▶ **Given passage**
○ ○ ○ ○ ○

The results of the PRQ test will be computed and represented based on error dispersion, in the form of a phoneme confusion matrix—one for consonant and one for vowel confusions (van Son, 1994). The five phoneme confusion errors with the highest percentage of confusions for vowels and consonants (e.g., where “aMa” is continuously confused for “aPa,” or “hAd” is continuously confused for “hUd”) will be recorded for each participant. These results will be combined, and the five highest systematic phoneme confusion pairs (vowel and consonant confusions combined) will be selected as the phoneme confusion pairs to be trained for a given participant.
Training Materials for Phoneme Confusion Errors
Recently, a new corpus of monosyllabic Dutch words (“Thomas More lists”) was validated by Vanpoucke et al. (2022) for use in diagnostic speech audiometry testing. These word lists, although validated, are currently not utilized by our research site (Radboud university medical center) for speech audiometry testing and are therefore appropriate to use as auditory training materials. Using the results from the PRQ for each participant, a MATLAB (MATLAB R2017a, MathWorks) script will be run to compare phonemes across the lexicon, to select five phoneme confusion pairs and their corresponding word lists. These word lists will be used as training materials for the duration of the study. All stimuli have been recorded by a female native Dutch speaker, in order to remain consistent with the use of a female speaker that is also used in the pre-existing speech materials within the diagnostic test battery.
Training Paradigm
During training tasks, participants will be presented with various Dutch monosyllabic minimal pairs from the Thomas More Lists in specific phonetic categories (such as place and manner of articulation, and voicing). Following Erber's (1982) hierarchy of listening skills, three training modules will be utilized: discrimination, identification, and comprehension. Each module will comprise five difficulty levels, varying in the difficulty of phonetic differences between presented and target words, how many closed-set response options are available, and whether background noise is present.
The decision to include the option to train in noise within all training modules was supported by the literature review in Part I, where training in the presence of background noise translated to improved off-task speech perception, even if this improvement was not statistically significant (Zhang et al., 2012) or only for favorable noise conditions (Ingvalson et al., 2013). A visual representation of this training scheme is summarized in Figure 2.
Training Frequency
Using MRA on a loaner mobile phone, participants will be required to train for 4 × 5–min sessions per day, 5 days per week, for 4 weeks. This decision was based on input from CI users during the focus group, who preferred the option of accessing multiple shorter training sessions throughout the day, at their convenience. For each new training session, participants can choose the phoneme pairs and difficulty levels to train at based on their diagnosed phoneme confusions. Upon initial selection of a phoneme confusion pair, participants will first be required to undergo a preview activity, where all words within that given phoneme confusion pair will be audio-visually presented before the training commences. This process will be repeated each time a new phoneme confusion pair is selected and will not form part of the 5-min training session. Participants will have access to the preview list of words throughout their training program, should they want to refamiliarize themselves with the words in each training list.

○ ○ ○ ○ ○

▶ **Material shown**

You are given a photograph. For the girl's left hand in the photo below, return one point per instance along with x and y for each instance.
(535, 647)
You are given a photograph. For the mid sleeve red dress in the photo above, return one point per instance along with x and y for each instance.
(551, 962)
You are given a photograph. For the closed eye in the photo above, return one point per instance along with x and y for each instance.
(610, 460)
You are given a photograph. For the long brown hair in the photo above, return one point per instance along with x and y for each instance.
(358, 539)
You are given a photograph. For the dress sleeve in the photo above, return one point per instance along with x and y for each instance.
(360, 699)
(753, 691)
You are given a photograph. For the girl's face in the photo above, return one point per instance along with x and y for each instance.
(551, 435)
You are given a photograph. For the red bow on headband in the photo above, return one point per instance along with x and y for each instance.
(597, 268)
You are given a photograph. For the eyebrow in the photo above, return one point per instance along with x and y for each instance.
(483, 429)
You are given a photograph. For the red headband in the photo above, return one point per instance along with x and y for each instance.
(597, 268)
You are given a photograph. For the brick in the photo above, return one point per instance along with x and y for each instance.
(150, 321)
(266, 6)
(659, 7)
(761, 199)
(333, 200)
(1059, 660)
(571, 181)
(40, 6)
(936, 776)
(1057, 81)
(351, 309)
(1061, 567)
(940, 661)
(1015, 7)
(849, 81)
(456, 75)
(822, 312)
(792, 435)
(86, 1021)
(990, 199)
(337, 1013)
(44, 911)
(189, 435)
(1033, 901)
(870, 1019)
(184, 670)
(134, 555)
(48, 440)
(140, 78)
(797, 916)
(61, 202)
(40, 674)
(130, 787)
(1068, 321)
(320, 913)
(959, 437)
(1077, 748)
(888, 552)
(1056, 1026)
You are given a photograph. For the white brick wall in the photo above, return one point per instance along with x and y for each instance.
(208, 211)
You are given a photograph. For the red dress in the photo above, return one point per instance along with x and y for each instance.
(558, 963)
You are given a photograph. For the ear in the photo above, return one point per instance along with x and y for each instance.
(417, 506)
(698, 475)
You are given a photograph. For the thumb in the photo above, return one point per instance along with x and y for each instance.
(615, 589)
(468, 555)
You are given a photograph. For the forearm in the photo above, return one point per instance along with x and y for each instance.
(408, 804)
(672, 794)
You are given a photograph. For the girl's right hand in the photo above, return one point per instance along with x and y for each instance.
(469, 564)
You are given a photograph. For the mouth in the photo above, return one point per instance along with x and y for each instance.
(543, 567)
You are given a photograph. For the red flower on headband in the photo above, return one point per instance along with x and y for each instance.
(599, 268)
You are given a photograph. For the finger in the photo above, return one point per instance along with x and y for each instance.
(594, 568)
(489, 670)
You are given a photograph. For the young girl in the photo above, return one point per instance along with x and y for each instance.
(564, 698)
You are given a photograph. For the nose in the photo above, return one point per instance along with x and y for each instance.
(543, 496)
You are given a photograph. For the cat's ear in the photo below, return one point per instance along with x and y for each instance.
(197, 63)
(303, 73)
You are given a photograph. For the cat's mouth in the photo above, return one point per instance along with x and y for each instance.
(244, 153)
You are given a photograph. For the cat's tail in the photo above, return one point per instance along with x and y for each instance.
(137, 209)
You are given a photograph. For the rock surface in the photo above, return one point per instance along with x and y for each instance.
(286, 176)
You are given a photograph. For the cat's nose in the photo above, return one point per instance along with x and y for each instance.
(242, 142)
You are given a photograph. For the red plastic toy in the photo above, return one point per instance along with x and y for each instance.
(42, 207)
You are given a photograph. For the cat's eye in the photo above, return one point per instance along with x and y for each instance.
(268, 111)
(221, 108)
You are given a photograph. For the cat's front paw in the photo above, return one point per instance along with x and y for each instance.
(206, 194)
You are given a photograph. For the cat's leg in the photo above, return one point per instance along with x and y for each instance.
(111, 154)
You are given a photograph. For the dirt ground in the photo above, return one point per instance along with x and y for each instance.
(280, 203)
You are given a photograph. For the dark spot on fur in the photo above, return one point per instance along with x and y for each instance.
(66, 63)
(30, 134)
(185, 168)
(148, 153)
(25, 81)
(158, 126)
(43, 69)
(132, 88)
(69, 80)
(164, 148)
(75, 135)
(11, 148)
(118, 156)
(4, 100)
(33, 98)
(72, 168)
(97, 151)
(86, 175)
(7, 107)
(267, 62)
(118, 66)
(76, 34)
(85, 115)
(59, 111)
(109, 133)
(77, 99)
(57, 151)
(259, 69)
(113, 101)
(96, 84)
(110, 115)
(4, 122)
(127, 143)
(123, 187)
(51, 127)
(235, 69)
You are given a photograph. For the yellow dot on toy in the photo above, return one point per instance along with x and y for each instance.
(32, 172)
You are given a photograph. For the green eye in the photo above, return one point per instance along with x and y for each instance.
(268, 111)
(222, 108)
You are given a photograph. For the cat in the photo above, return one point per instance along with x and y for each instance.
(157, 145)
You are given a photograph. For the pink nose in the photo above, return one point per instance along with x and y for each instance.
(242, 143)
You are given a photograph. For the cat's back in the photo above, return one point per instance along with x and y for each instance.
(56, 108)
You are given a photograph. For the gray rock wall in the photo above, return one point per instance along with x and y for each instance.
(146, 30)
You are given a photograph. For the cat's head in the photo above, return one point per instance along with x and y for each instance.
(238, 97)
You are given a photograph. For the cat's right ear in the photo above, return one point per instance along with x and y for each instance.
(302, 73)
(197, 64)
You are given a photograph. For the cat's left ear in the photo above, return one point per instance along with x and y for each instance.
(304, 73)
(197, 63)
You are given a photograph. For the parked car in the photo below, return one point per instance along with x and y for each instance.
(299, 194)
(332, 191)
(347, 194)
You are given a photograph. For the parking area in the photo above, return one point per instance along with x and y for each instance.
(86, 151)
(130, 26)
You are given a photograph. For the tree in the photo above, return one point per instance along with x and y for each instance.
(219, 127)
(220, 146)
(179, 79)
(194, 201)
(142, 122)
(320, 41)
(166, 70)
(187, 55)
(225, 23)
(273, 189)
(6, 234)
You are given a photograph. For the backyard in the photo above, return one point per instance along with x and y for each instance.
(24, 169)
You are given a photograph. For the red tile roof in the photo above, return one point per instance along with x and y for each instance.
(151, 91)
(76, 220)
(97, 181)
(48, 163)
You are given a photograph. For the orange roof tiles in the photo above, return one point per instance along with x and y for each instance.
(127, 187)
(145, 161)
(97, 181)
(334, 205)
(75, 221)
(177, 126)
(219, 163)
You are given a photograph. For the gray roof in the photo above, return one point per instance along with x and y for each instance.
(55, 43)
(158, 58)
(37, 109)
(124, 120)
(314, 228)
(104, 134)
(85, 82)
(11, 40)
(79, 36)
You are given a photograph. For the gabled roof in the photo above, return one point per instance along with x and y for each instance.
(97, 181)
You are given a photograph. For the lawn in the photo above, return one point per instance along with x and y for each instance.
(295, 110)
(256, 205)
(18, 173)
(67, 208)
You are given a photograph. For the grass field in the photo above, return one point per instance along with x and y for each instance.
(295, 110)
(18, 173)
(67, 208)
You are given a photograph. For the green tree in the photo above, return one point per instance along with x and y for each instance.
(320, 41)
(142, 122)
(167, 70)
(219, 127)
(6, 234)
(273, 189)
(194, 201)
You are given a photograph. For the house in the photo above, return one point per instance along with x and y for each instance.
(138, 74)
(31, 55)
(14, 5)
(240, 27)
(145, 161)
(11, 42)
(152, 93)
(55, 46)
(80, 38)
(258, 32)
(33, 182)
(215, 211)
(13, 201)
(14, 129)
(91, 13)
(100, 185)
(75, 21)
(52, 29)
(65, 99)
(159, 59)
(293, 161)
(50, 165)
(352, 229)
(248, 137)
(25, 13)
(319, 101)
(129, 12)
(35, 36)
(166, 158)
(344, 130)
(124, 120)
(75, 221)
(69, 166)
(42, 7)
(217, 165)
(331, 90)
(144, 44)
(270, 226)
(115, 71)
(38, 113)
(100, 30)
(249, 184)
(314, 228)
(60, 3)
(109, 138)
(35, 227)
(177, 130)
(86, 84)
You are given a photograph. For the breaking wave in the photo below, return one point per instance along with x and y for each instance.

○ ○ ○ ○ ○

Continue the passage on phoneme confusion training for cochlear implant users from the point where it ends.

▶ **Written answer**
Training Feedback
A common theme within the focus group was the ability to monitor progress and have access to feedback while training. For focus group participants, these elements were previously not available for their standard post-implantation home-based phoneme training. Therefore, at the end of each 5-min training block, participants will be presented with a screen detailing how many correct responses were recorded while training, including the percentage of correct responses, followed by an opportunity to rate how effortful they found it to train, on a scale of 1 (not effortful) to 10 (very effortful). A free-text field will also be provided for any additional feedback on the training block.
Outcomes
All participants will be tested at three time points: pre-intervention, after the 4-week training period, and again after 4 weeks of no intervention to establish outcome retention. All outcome measures are off-task measures, as no formal assessment takes place during the training phase. A significance level (α) of .05 will be used for all statistical tests. For both primary and secondary outcomes, repeated-measures analysis of variance (ANOVA) will be used to assess for statistically significant changes pre- and post-intervention. As part of post hoc analysis and to see which outcomes are significantly different from each other at each time point (pre-intervention, 4 weeks post-intervention, 4 weeks after no intervention), pairwise t tests will be performed between all the possible combinations of time points. Should the data not satisfy the assumption of normality for ANOVA, the nonparametric Friedman test will be used. Due to multiple post hoc comparisons, the Bonferroni-Holm correction will be used to mitigate the occurrence of false positives of statistical significance.
Primary Outcomes
PRQ. The same PRQ described above to diagnose phoneme perception errors will also be used as an off-task outcome measure. Each correctly or incorrectly identified phoneme within the word will be individually scored, yielding a total percentage correct score.
Secondary Outcomes
Word recognition in quiet. Standard Dutch Nederlandse Vereniging voor Audiologie speech audiometry (Bosman & Smoorenburg, 1992) will be performed to assess the recognition of meaningful CVC monosyllabic words in quiet. Fifteen lists, each containing 12 words, will be presented via direct streaming at 65 dB SPL. A correct response is only considered if the whole word is correctly repeated, yielding a total percentage correct score.
Digits in noise. Participants will be presented with 24 digit triplets at 65 dB SPL via direct streaming. Noise will be speech weighted at various SNRs, in increments of +2 dB for a correct response and −2 dB for an incorrect response. Participants will type their responses into a numeric keypad. The outcome metric is the SNR at which the participant can correctly identify 50% of the digit triplets (SNR-50).
Study Initiation and Planning
This study was approved by the Radboud university medical center Research Ethics Committee (File number: 2022–13495). Written informed consent to participate will be obtained from all participants. Research findings will be published in a peer-reviewed journal. As of July 2023, 26 adult CI users were enrolled in the study. Data collection related to the phoneme training program commenced in April 2023 and is expected to be complete by November 2023.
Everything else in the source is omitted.